DATA SUPPLIED:
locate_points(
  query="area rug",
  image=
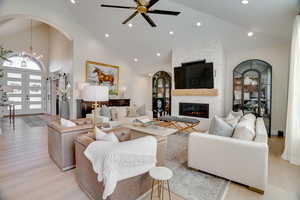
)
(188, 183)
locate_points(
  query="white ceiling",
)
(11, 26)
(230, 21)
(273, 17)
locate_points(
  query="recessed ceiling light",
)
(245, 2)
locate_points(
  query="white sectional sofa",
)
(245, 162)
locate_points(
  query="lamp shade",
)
(95, 93)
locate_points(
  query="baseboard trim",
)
(256, 190)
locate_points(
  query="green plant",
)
(4, 53)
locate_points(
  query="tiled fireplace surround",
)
(212, 51)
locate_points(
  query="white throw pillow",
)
(110, 137)
(245, 130)
(67, 123)
(99, 134)
(237, 114)
(244, 133)
(249, 116)
(221, 127)
(232, 120)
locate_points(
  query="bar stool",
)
(162, 175)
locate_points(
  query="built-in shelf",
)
(195, 92)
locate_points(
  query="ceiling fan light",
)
(245, 2)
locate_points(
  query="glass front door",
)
(26, 91)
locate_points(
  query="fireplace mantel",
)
(195, 92)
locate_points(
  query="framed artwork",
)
(104, 75)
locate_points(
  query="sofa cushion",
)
(232, 120)
(110, 137)
(67, 123)
(221, 127)
(245, 130)
(105, 111)
(237, 114)
(141, 111)
(114, 114)
(99, 134)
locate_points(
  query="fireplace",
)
(194, 110)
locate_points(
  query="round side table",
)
(162, 175)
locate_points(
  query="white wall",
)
(60, 52)
(86, 47)
(212, 51)
(20, 41)
(279, 59)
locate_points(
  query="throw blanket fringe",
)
(115, 162)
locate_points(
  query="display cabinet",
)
(252, 89)
(161, 94)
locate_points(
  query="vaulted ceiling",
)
(228, 21)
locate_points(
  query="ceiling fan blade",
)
(151, 3)
(149, 20)
(137, 2)
(163, 12)
(130, 17)
(112, 6)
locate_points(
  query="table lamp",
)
(95, 94)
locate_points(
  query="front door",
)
(27, 91)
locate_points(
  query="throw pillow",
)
(232, 120)
(237, 114)
(244, 133)
(141, 111)
(110, 137)
(67, 123)
(245, 130)
(105, 111)
(221, 127)
(249, 116)
(114, 114)
(99, 134)
(132, 111)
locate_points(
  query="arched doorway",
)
(24, 77)
(252, 89)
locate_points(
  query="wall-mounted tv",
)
(194, 75)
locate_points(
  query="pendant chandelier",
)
(31, 52)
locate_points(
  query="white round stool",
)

TASK STATEMENT: Repeat the entries exactly as they are given, leaving out each image.

RESULT OF THE TASK:
locate_points(
  query="area rug",
  image=
)
(188, 183)
locate_points(
  query="white ceiling",
)
(11, 26)
(230, 21)
(273, 17)
locate_points(
  query="recessed ceiling light",
)
(245, 2)
locate_points(
  query="white sectional sofa",
)
(245, 162)
locate_points(
  query="lamp shade",
)
(95, 93)
locate_points(
  query="baseboard trim",
)
(256, 190)
locate_points(
  query="green plant",
)
(4, 53)
locate_points(
  query="tiled fireplace surround",
)
(212, 51)
locate_points(
  query="white throw pillow",
)
(110, 137)
(245, 130)
(67, 123)
(99, 134)
(237, 114)
(244, 133)
(249, 116)
(221, 127)
(232, 120)
locate_points(
  query="bar stool",
)
(162, 175)
locate_points(
  query="built-in shelf",
)
(195, 92)
locate_points(
  query="ceiling fan light",
)
(245, 2)
locate_points(
  query="glass front door",
)
(26, 91)
locate_points(
  query="fireplace mantel",
)
(195, 92)
locate_points(
  query="framed artwork",
)
(104, 75)
locate_points(
  query="sofa cushion",
)
(232, 120)
(110, 137)
(67, 123)
(221, 127)
(245, 130)
(105, 111)
(237, 114)
(141, 111)
(114, 114)
(99, 134)
locate_points(
  query="fireplace",
)
(194, 110)
locate_points(
  query="round side table",
)
(162, 175)
locate_points(
  query="white wall",
)
(60, 52)
(86, 47)
(212, 51)
(20, 41)
(279, 59)
locate_points(
  query="throw blanket fringe",
)
(115, 162)
locate_points(
  query="display cabinet",
)
(252, 89)
(161, 94)
locate_points(
  query="vaulted ceiling",
)
(228, 21)
locate_points(
  query="ceiling fan blade",
)
(151, 3)
(149, 20)
(137, 2)
(163, 12)
(130, 17)
(112, 6)
locate_points(
  query="table lamp",
)
(95, 94)
locate_points(
  query="front door",
)
(27, 91)
locate_points(
  query="throw pillow",
)
(232, 120)
(237, 114)
(244, 133)
(141, 111)
(110, 137)
(67, 123)
(245, 130)
(105, 111)
(221, 127)
(249, 116)
(114, 114)
(99, 134)
(132, 111)
locate_points(
  query="arched doorway",
)
(24, 77)
(252, 89)
locate_points(
  query="wall-mounted tv",
)
(194, 75)
locate_points(
  query="pendant chandelier",
)
(31, 52)
locate_points(
  query="white round stool",
)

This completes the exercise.